Aim of the exercise
Please write out each of the records below line for line, with nothing changed.
+===+
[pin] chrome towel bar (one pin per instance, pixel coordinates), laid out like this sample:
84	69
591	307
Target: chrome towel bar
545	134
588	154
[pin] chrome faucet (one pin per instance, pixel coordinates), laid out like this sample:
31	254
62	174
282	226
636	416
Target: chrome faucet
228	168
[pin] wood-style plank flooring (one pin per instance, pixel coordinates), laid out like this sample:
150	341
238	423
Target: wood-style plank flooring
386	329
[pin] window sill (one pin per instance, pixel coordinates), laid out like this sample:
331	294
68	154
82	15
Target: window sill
+===+
Response below
[pin] chrome towel bar (one pin per instance, pixel coordinates), laid out like this sample:
84	69
591	307
Target: chrome towel bar
545	134
588	154
[pin] chrome faucet (one pin per instance, pixel coordinates), laid out like this sample:
31	254
62	174
282	226
636	416
Target: chrome faucet
228	168
[pin] wood-style plank flooring (one pin per instance, pixel coordinates), laid out like this sample:
150	341
238	423
Target: wood-style plank flooring
386	329
[pin] window sill (one pin per instance, pixel coordinates), laid out like this sample:
331	294
68	154
82	15
Target: window sill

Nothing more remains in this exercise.